_EXERCISE BRIEF_: Transcribe the lines from the one containing "If you could point at the rocky outcrop" to the last line, inclusive, word for word. Include no pictures.
********
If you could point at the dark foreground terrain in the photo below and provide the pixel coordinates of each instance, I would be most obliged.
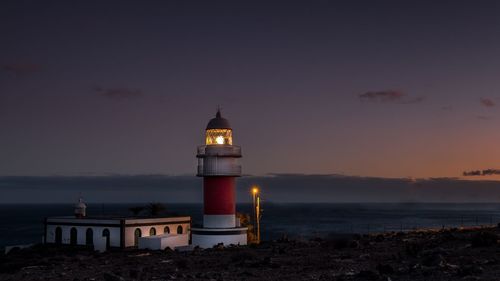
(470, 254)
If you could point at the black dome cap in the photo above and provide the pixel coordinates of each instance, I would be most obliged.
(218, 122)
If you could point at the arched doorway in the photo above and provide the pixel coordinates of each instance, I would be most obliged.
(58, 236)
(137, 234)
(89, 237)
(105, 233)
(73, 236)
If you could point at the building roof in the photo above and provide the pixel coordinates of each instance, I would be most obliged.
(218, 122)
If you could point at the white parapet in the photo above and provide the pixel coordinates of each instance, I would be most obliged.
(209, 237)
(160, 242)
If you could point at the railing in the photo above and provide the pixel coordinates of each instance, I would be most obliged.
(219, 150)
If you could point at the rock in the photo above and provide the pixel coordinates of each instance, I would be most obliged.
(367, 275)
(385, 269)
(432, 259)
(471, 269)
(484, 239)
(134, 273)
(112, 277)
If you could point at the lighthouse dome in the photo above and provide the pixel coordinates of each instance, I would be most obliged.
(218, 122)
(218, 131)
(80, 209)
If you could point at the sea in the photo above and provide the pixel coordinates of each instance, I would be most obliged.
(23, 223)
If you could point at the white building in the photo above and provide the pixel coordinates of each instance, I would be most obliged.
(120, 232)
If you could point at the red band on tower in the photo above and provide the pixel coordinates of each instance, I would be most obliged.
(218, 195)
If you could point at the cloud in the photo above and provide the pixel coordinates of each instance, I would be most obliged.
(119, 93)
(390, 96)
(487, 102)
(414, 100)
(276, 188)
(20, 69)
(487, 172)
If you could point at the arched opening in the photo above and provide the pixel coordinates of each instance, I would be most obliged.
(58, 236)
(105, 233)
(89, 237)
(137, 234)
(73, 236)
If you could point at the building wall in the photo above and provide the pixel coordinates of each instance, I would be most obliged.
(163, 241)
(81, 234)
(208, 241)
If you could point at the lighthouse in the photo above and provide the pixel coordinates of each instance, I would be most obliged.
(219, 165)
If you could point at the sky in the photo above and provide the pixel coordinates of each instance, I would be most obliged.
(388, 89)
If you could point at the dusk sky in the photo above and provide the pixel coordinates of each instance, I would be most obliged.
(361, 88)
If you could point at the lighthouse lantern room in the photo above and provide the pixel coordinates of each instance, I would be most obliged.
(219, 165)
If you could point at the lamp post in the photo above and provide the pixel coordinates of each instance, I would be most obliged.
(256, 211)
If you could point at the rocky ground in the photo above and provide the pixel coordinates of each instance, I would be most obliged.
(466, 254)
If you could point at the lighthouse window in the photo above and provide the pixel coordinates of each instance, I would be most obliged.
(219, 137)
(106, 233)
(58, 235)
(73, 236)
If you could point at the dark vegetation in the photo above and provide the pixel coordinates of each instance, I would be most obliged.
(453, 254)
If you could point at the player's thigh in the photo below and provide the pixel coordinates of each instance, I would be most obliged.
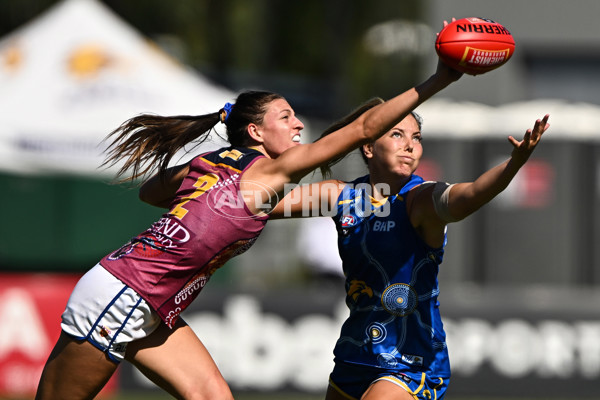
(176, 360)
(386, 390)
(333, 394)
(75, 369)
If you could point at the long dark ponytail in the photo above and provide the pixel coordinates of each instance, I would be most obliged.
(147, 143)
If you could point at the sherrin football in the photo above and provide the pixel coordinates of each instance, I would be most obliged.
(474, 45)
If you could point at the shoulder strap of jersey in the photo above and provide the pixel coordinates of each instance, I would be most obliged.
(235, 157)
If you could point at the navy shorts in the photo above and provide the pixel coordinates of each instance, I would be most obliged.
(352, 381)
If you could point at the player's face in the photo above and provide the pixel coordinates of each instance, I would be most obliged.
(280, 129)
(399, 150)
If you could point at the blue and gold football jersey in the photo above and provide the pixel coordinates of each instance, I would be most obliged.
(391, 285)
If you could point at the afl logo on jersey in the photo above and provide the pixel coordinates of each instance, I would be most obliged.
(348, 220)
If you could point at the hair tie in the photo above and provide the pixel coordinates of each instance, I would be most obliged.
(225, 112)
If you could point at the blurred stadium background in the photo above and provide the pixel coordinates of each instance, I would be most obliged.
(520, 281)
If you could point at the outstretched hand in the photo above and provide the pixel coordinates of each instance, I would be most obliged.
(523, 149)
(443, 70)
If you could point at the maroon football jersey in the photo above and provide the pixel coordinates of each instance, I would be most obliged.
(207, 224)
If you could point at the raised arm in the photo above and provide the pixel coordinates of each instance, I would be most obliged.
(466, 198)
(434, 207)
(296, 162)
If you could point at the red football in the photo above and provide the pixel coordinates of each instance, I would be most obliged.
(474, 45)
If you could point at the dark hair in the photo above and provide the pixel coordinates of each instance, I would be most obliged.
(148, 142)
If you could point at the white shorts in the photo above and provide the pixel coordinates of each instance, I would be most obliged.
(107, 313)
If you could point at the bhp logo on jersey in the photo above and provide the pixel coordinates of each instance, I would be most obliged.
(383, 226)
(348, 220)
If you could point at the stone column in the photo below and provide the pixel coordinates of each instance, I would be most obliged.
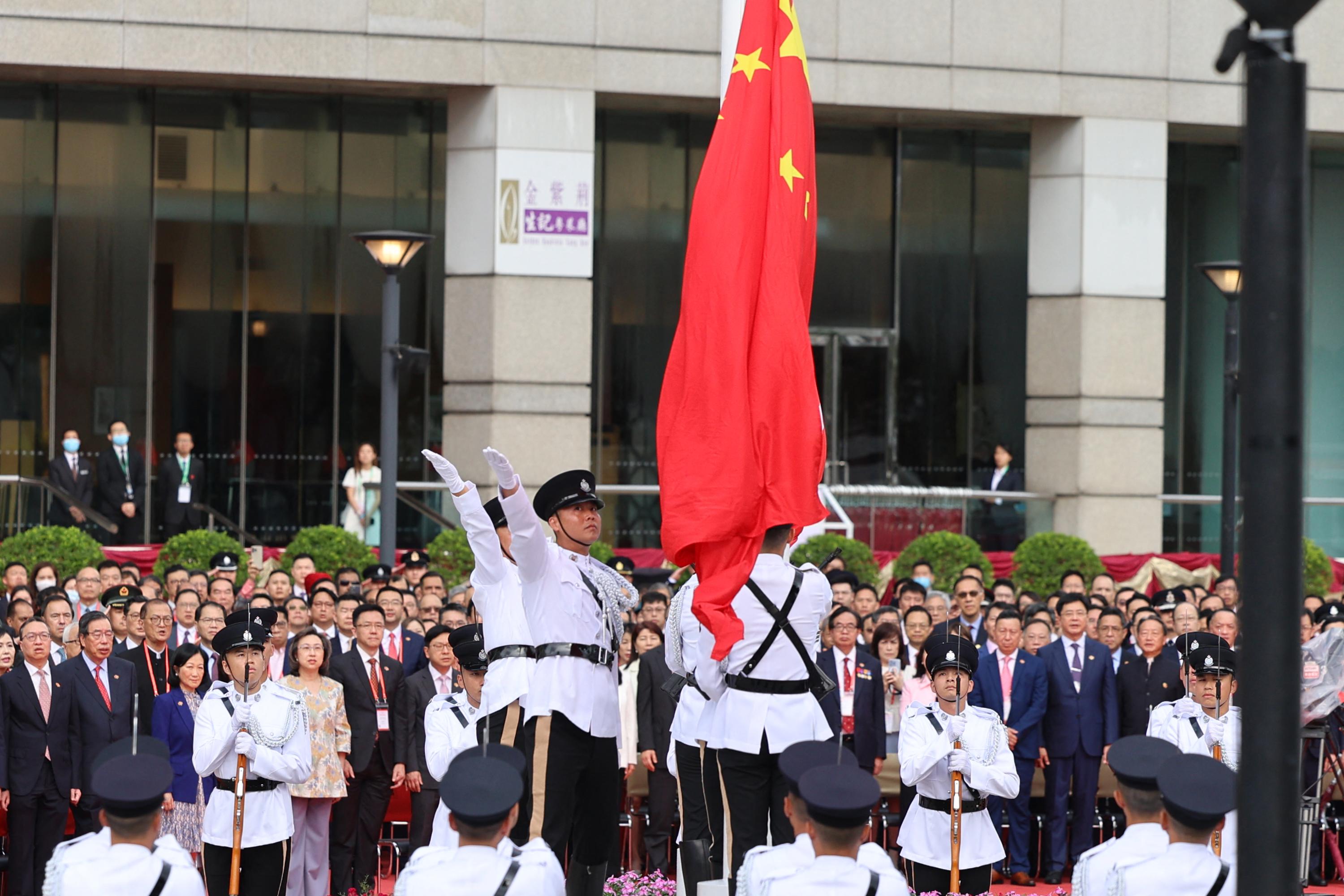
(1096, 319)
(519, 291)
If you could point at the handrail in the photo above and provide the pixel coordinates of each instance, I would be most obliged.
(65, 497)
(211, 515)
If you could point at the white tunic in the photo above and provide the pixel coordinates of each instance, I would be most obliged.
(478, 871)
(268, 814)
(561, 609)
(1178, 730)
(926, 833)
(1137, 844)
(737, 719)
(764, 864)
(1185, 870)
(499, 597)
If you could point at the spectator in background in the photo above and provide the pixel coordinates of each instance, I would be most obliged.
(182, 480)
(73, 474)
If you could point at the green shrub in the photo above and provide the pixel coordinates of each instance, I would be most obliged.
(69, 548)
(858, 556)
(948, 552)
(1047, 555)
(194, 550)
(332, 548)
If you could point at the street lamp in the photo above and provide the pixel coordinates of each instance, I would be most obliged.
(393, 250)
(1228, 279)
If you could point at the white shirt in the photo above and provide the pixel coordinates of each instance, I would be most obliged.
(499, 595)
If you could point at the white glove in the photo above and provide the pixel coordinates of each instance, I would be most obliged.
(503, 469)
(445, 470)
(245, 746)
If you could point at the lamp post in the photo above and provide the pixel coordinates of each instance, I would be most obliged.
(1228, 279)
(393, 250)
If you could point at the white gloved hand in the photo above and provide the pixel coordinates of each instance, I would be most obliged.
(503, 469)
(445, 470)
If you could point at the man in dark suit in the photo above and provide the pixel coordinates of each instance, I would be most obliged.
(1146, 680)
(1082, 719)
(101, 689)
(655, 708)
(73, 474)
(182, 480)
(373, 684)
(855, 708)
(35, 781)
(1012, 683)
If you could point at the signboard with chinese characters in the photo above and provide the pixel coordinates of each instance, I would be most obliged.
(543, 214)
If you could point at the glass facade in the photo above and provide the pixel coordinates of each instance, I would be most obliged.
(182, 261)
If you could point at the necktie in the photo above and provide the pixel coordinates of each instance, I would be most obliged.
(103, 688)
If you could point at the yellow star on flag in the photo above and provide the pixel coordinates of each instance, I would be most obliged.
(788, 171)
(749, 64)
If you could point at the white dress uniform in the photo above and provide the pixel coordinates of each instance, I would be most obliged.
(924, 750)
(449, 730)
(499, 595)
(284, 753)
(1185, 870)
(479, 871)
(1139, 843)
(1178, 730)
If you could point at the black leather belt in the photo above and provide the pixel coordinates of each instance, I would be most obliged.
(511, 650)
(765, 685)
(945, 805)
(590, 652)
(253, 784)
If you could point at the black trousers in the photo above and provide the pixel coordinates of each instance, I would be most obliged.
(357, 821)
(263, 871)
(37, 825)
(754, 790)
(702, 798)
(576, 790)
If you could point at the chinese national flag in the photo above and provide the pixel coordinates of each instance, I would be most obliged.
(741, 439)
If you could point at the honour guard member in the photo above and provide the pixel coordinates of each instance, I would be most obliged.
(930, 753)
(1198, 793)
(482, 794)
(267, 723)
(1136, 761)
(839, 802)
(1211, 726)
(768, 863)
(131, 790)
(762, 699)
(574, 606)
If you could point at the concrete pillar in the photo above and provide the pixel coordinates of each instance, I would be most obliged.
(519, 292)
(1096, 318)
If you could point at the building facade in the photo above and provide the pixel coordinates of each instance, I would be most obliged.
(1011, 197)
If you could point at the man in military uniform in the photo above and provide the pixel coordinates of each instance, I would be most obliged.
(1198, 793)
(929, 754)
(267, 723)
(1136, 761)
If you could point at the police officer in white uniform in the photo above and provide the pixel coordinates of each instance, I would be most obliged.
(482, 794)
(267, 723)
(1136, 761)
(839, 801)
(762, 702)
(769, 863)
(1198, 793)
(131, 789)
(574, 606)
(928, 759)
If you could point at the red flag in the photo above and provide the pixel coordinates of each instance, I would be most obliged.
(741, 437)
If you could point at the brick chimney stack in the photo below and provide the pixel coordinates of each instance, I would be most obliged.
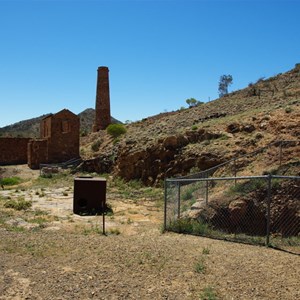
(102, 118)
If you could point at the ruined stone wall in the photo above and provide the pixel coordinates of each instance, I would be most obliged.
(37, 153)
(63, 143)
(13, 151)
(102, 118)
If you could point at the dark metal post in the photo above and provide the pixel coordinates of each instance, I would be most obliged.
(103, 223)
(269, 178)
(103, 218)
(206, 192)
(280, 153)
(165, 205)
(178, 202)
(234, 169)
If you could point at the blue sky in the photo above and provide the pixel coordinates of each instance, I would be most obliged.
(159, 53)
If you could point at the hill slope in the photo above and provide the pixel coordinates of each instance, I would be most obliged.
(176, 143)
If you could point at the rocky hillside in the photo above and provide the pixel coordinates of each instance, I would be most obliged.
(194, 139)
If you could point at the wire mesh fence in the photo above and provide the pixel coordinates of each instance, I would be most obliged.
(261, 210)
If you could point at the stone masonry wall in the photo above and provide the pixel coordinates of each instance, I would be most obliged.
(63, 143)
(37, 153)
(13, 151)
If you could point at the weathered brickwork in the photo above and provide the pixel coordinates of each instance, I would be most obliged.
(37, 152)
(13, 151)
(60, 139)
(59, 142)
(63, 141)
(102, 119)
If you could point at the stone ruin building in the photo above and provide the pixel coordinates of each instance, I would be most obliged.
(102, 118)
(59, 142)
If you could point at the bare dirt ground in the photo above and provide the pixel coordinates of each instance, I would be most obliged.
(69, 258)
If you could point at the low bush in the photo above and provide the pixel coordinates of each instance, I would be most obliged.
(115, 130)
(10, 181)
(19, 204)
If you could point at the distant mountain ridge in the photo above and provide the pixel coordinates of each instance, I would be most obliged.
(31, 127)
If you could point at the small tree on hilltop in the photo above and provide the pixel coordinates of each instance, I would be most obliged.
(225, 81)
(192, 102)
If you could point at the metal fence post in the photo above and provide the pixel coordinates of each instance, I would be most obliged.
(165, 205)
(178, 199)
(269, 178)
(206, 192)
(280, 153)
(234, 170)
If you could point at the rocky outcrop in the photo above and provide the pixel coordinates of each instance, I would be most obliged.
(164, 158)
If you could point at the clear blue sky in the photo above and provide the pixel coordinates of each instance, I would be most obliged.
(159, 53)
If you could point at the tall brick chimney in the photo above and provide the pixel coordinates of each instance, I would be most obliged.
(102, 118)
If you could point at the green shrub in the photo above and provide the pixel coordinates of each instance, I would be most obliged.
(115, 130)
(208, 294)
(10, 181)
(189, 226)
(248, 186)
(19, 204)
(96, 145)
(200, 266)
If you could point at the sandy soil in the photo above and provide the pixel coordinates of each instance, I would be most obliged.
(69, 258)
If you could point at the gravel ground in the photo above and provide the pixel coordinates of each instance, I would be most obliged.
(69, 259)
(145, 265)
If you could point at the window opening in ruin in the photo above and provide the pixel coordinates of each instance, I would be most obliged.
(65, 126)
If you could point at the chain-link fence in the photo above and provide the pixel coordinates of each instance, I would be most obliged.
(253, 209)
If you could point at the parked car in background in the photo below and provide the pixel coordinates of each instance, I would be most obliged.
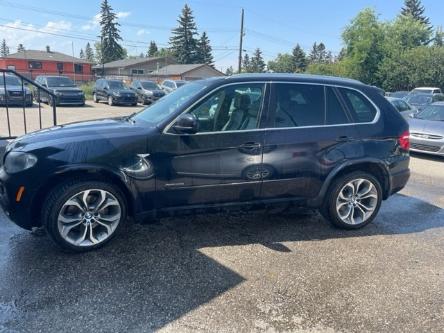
********
_WORKED SOLUTION_:
If you could point at the rocky outcrop in the photo above and provide the pixel coordinates of each instance, I would be most obliged.
(164, 158)
If you could point at the clear blue sky in the photo above and provide the pixel coordinates of each instance, I would be most obliged.
(159, 53)
If you could point at the tall brick chimney in the photo above and provide the pixel coordinates of each instance, I would be most obliged.
(102, 118)
If you could point at the green shrub in the photo above and provide the pixel coordinates of each instance, I would be most obliged.
(115, 130)
(208, 294)
(10, 181)
(189, 226)
(248, 186)
(19, 204)
(96, 145)
(200, 266)
If you could point at the sandy soil in the photo above and provide the pixel coordinates of each instance, I would be most obliged.
(69, 258)
If you could point at the gravel ground in the photo above and provide the pixel coordinates of each instance, I would be most obliged.
(69, 259)
(145, 265)
If you could point at the window opening in ruin in the photo above and provide the pixel coordinates of each instance, I would be most obliged.
(65, 126)
If you could point at the chain-link fence in the photo above and provide the pixel coordinates of each instance, I would be most obliged.
(253, 209)
If you could point at the parked car in background in the photo below and provide the pixel coordinates of each instance, I would be most obliged.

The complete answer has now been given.